PROMPT =
Nothing but a number should be returned: the count of lines in the records that contain "bare".

BEGIN TASK MATERIAL

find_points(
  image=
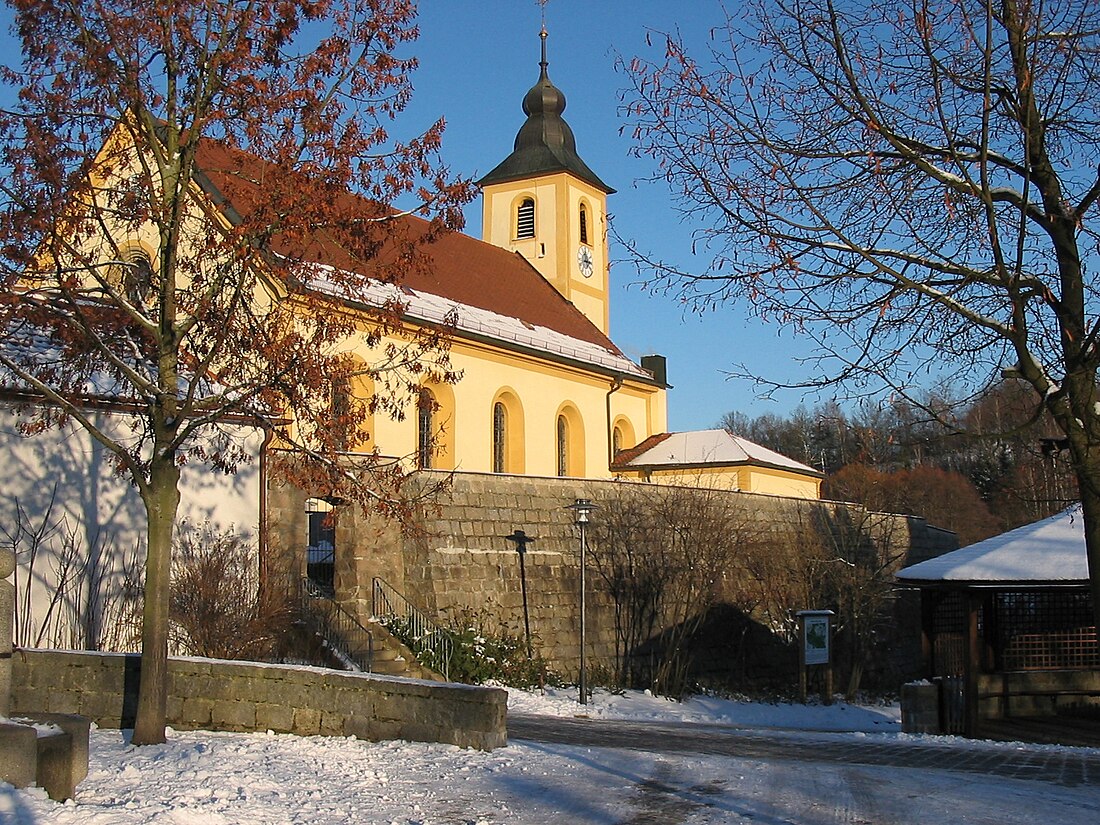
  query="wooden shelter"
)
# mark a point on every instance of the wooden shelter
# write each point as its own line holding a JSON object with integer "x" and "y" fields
{"x": 1007, "y": 625}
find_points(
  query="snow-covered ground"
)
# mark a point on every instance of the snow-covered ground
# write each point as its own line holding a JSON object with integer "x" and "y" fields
{"x": 201, "y": 778}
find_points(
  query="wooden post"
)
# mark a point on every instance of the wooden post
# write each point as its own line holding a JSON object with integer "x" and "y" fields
{"x": 971, "y": 663}
{"x": 927, "y": 635}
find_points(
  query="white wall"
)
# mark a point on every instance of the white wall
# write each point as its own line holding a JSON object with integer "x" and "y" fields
{"x": 61, "y": 488}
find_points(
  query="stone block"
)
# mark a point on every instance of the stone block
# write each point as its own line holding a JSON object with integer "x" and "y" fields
{"x": 227, "y": 715}
{"x": 196, "y": 712}
{"x": 332, "y": 724}
{"x": 278, "y": 718}
{"x": 19, "y": 747}
{"x": 70, "y": 773}
{"x": 307, "y": 722}
{"x": 62, "y": 701}
{"x": 920, "y": 707}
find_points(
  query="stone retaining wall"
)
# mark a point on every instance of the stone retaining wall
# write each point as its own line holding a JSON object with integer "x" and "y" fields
{"x": 244, "y": 696}
{"x": 460, "y": 560}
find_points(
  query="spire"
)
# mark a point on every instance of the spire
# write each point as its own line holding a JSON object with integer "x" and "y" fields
{"x": 545, "y": 143}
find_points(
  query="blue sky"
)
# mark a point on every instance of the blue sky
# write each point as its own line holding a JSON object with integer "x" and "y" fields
{"x": 479, "y": 57}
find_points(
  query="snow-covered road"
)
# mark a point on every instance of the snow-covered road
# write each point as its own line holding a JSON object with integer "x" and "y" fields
{"x": 212, "y": 779}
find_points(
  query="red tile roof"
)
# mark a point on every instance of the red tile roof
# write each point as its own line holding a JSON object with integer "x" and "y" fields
{"x": 463, "y": 268}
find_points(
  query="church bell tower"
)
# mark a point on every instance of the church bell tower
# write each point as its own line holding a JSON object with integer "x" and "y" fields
{"x": 546, "y": 204}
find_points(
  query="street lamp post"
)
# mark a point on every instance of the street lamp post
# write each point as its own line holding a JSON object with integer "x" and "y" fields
{"x": 582, "y": 508}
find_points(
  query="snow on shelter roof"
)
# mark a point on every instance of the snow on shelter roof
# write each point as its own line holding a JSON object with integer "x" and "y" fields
{"x": 1051, "y": 551}
{"x": 710, "y": 448}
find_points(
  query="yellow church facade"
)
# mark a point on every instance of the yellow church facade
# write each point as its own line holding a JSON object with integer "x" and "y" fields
{"x": 543, "y": 391}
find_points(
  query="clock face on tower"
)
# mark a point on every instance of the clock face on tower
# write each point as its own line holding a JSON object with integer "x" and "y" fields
{"x": 584, "y": 261}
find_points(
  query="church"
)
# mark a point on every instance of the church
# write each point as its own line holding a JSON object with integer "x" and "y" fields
{"x": 542, "y": 397}
{"x": 543, "y": 389}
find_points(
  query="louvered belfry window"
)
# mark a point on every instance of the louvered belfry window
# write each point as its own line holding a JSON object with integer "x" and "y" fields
{"x": 525, "y": 219}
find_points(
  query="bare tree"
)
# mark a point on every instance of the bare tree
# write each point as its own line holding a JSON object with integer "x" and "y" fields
{"x": 912, "y": 184}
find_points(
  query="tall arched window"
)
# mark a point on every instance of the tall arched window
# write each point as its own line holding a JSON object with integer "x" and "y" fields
{"x": 426, "y": 429}
{"x": 321, "y": 543}
{"x": 499, "y": 437}
{"x": 562, "y": 446}
{"x": 525, "y": 218}
{"x": 132, "y": 275}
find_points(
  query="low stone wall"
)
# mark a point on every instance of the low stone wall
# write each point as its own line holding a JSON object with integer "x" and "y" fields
{"x": 458, "y": 559}
{"x": 1036, "y": 692}
{"x": 244, "y": 696}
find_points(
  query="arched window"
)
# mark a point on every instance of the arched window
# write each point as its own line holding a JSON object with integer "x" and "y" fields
{"x": 562, "y": 446}
{"x": 499, "y": 437}
{"x": 525, "y": 218}
{"x": 340, "y": 413}
{"x": 426, "y": 429}
{"x": 132, "y": 275}
{"x": 321, "y": 543}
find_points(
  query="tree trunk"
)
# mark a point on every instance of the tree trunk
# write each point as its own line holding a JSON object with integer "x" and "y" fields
{"x": 1088, "y": 482}
{"x": 162, "y": 504}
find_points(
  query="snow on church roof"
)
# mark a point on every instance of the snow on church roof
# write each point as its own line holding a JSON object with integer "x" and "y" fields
{"x": 1051, "y": 551}
{"x": 706, "y": 448}
{"x": 424, "y": 306}
{"x": 496, "y": 293}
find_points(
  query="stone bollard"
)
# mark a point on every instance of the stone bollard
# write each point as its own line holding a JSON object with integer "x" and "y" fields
{"x": 50, "y": 750}
{"x": 920, "y": 707}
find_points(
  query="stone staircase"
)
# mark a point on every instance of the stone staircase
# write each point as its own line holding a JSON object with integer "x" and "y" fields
{"x": 345, "y": 642}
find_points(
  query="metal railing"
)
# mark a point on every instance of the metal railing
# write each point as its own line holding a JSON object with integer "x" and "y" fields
{"x": 349, "y": 640}
{"x": 430, "y": 644}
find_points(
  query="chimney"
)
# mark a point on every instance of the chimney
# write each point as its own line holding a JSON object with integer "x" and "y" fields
{"x": 657, "y": 366}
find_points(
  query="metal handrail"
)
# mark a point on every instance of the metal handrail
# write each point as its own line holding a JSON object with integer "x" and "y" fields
{"x": 429, "y": 642}
{"x": 344, "y": 635}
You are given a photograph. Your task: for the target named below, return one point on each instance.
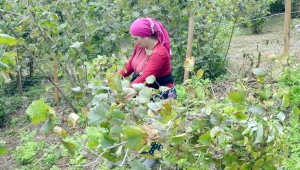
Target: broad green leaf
(7, 40)
(38, 111)
(216, 118)
(98, 114)
(3, 77)
(189, 63)
(72, 119)
(268, 166)
(261, 72)
(260, 134)
(237, 96)
(205, 139)
(117, 114)
(115, 83)
(150, 79)
(257, 110)
(70, 147)
(3, 66)
(138, 165)
(115, 132)
(241, 116)
(76, 45)
(136, 136)
(47, 126)
(141, 111)
(178, 139)
(184, 147)
(155, 106)
(107, 142)
(145, 95)
(281, 116)
(199, 73)
(215, 131)
(60, 131)
(3, 150)
(95, 132)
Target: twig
(41, 70)
(212, 89)
(124, 158)
(10, 12)
(99, 156)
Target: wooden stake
(287, 23)
(19, 76)
(56, 98)
(189, 45)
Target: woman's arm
(129, 70)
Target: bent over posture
(151, 56)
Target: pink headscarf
(145, 27)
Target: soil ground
(244, 51)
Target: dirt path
(244, 47)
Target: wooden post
(287, 23)
(56, 98)
(189, 45)
(19, 76)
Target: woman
(151, 56)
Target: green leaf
(141, 111)
(117, 114)
(3, 77)
(215, 131)
(107, 142)
(115, 83)
(150, 79)
(281, 116)
(260, 134)
(70, 147)
(268, 166)
(115, 132)
(136, 136)
(47, 126)
(257, 110)
(95, 133)
(98, 114)
(38, 111)
(3, 150)
(145, 95)
(3, 66)
(278, 127)
(216, 118)
(76, 44)
(241, 116)
(237, 96)
(138, 165)
(199, 73)
(205, 139)
(178, 139)
(7, 40)
(261, 72)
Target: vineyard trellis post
(55, 76)
(287, 22)
(189, 45)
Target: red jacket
(158, 65)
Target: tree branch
(41, 70)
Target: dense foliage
(243, 129)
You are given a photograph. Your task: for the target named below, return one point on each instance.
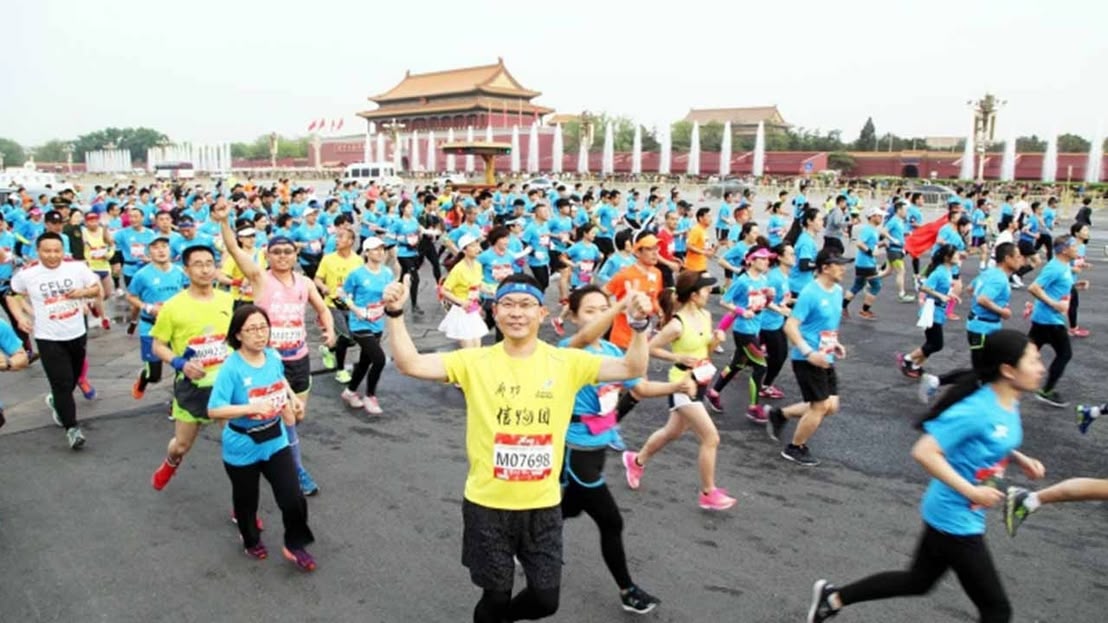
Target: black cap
(830, 256)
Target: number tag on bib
(704, 373)
(522, 458)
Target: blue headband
(517, 287)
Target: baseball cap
(828, 256)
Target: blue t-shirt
(751, 294)
(940, 281)
(806, 249)
(993, 284)
(819, 313)
(238, 383)
(1056, 281)
(587, 401)
(771, 320)
(977, 436)
(153, 285)
(869, 237)
(366, 288)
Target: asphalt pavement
(83, 537)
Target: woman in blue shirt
(937, 286)
(252, 394)
(970, 436)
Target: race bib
(501, 271)
(61, 308)
(704, 371)
(272, 397)
(288, 336)
(208, 350)
(522, 458)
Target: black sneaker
(799, 455)
(638, 601)
(821, 606)
(776, 424)
(1052, 398)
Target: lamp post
(984, 126)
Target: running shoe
(300, 558)
(75, 438)
(257, 521)
(1015, 511)
(634, 470)
(716, 500)
(1086, 417)
(1052, 398)
(53, 412)
(775, 422)
(771, 391)
(638, 601)
(328, 356)
(372, 407)
(757, 414)
(258, 551)
(821, 602)
(86, 388)
(799, 455)
(351, 399)
(308, 486)
(714, 400)
(163, 473)
(927, 389)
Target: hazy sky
(211, 70)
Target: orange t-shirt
(698, 237)
(647, 281)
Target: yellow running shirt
(201, 325)
(516, 416)
(334, 269)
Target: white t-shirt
(55, 317)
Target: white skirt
(460, 325)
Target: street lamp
(984, 126)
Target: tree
(867, 138)
(12, 152)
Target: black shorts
(816, 384)
(298, 374)
(491, 537)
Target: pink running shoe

END TASK MATERIAL

YOUR RESPONSE =
2